**Your goal**
Copy the material below word for word, leaving out the pictures.

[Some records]
⟨
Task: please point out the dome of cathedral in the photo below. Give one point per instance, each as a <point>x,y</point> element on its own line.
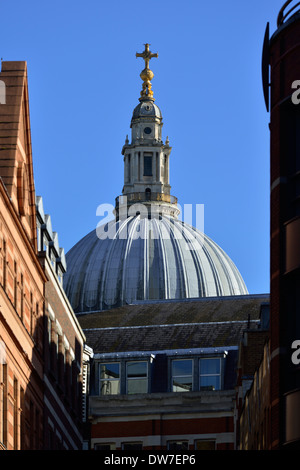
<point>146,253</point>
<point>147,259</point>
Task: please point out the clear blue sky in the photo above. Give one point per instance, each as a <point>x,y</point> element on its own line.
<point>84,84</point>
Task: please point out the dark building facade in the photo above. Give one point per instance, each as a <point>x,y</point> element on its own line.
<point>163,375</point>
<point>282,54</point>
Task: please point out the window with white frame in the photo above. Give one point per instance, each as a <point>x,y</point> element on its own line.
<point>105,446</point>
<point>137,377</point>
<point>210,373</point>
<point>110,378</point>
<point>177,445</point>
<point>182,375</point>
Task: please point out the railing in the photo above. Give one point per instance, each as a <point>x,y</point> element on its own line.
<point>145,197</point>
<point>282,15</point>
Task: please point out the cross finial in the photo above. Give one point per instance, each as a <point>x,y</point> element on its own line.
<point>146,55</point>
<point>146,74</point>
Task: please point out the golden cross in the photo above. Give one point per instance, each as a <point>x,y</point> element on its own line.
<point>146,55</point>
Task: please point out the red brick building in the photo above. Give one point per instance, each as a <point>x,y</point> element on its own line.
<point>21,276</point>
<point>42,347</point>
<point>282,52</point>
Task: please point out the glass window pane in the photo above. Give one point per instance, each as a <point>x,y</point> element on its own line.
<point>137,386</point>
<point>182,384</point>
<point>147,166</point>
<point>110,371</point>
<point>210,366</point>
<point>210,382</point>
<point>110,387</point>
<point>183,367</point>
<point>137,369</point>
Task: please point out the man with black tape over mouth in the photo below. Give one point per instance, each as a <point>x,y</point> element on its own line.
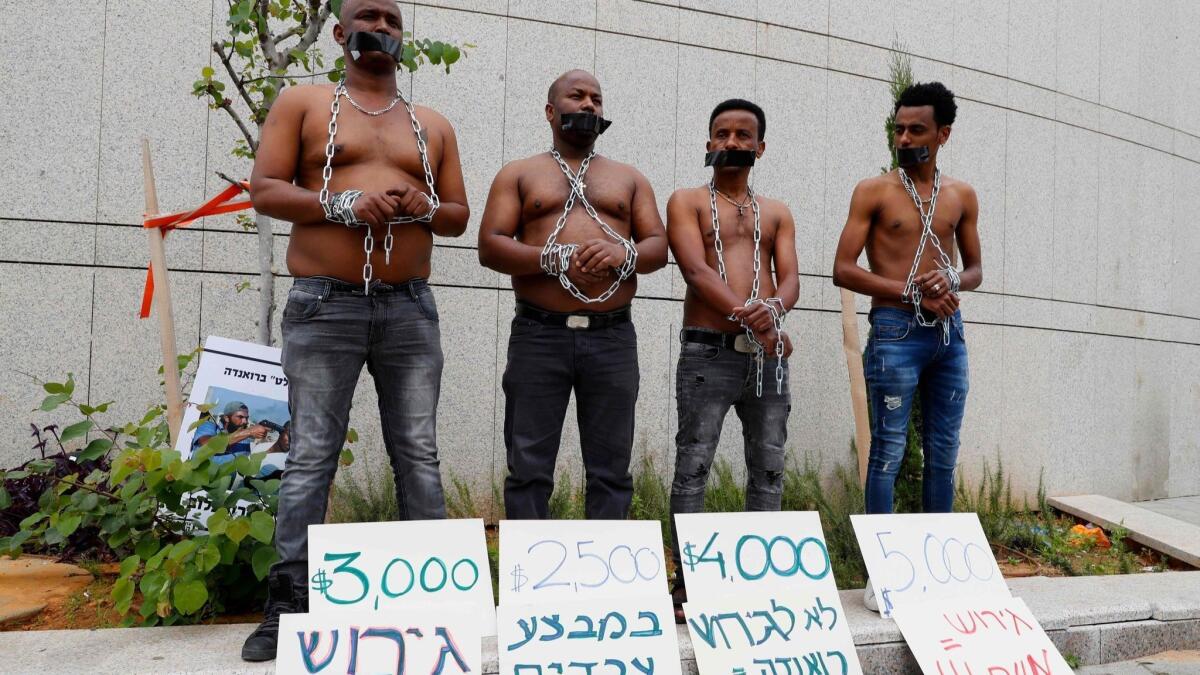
⟩
**Answer to the exercise**
Task: please point out the dome of cathedral in the photo below. Give one point per instance, each as a <point>x,y</point> element on its own line.
<point>146,253</point>
<point>147,259</point>
Task: please point out the clear blue sky in the photo above. Give one point per instance, each as a <point>x,y</point> element on its own line.
<point>84,84</point>
Task: please point out the dark building facade in the photo above. Give one point per instance, each as a <point>x,y</point> element on its own line.
<point>163,375</point>
<point>282,54</point>
Task: please point out the window with white frame in the photo above. Give one point per instance, each as a <point>x,y</point> element on its own line.
<point>105,446</point>
<point>137,377</point>
<point>210,373</point>
<point>110,378</point>
<point>177,445</point>
<point>182,375</point>
Task: please point out the railing in the photo above. Give one point per instance, each as a <point>x,y</point> element on its own line.
<point>145,197</point>
<point>282,15</point>
Task: please point out the cross finial in the photo above. Give one point per instance, each as a <point>x,y</point> element on its own line.
<point>146,55</point>
<point>146,74</point>
Task: please point out the golden cross in the photo above. Give one point per instance, each as a <point>x,y</point> element on its own line.
<point>146,55</point>
Task: please point out the red brick building in the photo above. Give one point per instance, each as a <point>x,y</point> element on its own line.
<point>21,276</point>
<point>42,347</point>
<point>282,52</point>
Task: please point out the glass window pane in the photo above. Give one point per instance, each as a <point>x,y</point> element on its own line.
<point>137,386</point>
<point>182,384</point>
<point>147,166</point>
<point>110,371</point>
<point>210,366</point>
<point>210,382</point>
<point>110,387</point>
<point>183,367</point>
<point>137,369</point>
Task: please point out the man with black tape over mouth in the photo below. Give one point per instance, each as a <point>x,y</point> element on its own line.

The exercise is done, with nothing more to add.